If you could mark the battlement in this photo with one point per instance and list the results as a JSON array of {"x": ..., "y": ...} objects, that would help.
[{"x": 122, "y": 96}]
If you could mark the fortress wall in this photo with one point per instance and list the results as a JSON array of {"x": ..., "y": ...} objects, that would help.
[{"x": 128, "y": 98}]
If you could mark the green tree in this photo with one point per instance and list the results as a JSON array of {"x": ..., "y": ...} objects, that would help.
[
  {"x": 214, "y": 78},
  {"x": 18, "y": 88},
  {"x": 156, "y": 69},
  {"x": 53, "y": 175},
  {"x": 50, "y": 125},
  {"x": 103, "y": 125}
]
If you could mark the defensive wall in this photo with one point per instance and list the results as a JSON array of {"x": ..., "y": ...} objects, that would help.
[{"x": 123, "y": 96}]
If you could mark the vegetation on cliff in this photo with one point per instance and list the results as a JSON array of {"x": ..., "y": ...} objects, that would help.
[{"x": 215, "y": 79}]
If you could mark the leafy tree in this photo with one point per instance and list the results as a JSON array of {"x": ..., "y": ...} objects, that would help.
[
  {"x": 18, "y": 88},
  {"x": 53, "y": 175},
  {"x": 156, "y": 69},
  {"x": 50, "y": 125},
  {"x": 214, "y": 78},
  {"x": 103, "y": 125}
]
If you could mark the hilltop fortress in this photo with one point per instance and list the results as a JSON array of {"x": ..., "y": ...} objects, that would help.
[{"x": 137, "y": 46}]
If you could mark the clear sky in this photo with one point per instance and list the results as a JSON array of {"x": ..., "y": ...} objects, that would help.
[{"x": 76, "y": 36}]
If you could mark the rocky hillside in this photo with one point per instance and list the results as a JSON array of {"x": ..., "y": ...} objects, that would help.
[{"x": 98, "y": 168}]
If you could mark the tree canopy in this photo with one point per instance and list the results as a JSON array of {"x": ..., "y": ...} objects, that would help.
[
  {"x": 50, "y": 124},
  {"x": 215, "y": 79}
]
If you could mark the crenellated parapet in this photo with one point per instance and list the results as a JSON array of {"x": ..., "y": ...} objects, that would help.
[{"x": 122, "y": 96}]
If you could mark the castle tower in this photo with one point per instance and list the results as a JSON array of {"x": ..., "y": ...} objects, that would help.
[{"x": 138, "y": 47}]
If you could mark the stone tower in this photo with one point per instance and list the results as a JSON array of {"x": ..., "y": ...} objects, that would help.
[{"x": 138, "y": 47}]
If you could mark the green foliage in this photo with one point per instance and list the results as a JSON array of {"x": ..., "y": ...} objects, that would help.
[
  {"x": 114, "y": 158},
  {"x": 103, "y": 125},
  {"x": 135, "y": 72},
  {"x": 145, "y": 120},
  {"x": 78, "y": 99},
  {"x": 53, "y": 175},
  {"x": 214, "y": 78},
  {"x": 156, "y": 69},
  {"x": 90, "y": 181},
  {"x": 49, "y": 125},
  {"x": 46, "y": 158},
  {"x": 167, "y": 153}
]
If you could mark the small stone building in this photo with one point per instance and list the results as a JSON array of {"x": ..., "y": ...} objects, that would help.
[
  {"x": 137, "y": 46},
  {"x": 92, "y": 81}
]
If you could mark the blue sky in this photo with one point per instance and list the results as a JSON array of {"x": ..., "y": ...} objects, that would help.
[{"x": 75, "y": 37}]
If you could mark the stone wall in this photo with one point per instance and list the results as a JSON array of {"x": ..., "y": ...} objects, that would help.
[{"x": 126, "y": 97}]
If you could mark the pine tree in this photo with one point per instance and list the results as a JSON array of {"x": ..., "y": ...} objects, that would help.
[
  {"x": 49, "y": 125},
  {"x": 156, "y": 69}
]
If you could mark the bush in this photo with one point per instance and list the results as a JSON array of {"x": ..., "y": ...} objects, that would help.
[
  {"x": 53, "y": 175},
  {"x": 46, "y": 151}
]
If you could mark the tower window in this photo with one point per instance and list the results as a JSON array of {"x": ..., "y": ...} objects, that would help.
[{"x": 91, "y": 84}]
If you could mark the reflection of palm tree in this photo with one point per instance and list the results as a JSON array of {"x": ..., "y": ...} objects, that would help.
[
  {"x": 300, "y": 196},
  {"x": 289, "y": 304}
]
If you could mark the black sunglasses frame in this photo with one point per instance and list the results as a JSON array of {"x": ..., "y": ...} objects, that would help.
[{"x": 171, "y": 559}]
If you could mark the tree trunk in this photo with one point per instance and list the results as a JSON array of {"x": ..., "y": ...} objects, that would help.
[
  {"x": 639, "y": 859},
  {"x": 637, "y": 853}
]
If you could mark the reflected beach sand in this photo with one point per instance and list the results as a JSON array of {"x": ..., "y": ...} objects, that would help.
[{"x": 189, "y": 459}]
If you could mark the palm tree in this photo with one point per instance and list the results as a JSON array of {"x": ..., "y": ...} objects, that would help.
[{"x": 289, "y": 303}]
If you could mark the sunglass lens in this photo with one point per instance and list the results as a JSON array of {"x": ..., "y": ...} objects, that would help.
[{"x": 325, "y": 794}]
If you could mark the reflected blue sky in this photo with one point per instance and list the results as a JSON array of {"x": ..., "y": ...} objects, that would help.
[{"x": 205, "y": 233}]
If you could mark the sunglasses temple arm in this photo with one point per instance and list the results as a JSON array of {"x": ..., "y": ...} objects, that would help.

## Directions
Give back exactly the lines from the line containing "If you could mark the tower" to the end of the entries, and no other lines.

## Output for this exercise
If you could mark the tower window in this photo with one point per instance and list the results as a JSON array of {"x": ..., "y": ...} objects, that would help.
[{"x": 91, "y": 84}]
If you could mark the reflection of palm tree in this photo with one point per instance and list the results as a JSON array of {"x": ..., "y": ...} objects, that would help.
[
  {"x": 300, "y": 196},
  {"x": 289, "y": 304}
]
If you could mark the black sunglasses frame in this photo with one point per instance and list the results as a JSON array of {"x": ..., "y": ...} objects, that would help.
[{"x": 171, "y": 559}]
If you could mark the tree trunk in this photo with one point per instance and list the results as a JSON array of {"x": ..., "y": ...} objects, that would help.
[
  {"x": 639, "y": 859},
  {"x": 637, "y": 853}
]
If you could mark the reflected beach sand in this photo with one point per instance and list the results as a JSON array of {"x": ..., "y": ...} objects, that would help.
[{"x": 189, "y": 459}]
If you could mark the palm tree in this photo with one point per instance and list the results as a JSON array of {"x": ..., "y": ...} objects, that would help.
[{"x": 289, "y": 303}]
If you could mark the sunglass lens in this photo with one point per instance and list the results as a JSON array of {"x": ..., "y": ...} objects, that would help.
[{"x": 325, "y": 794}]
If you could mark the reflected blue sky in this photo with one point per instance and list the results as a JSON array of {"x": ..., "y": ...} objects, that would help.
[{"x": 205, "y": 233}]
If you could mark the sunglasses temple arm in this photo with one point per instance and list the results as a JSON array of {"x": ..., "y": ...} objects, that would help.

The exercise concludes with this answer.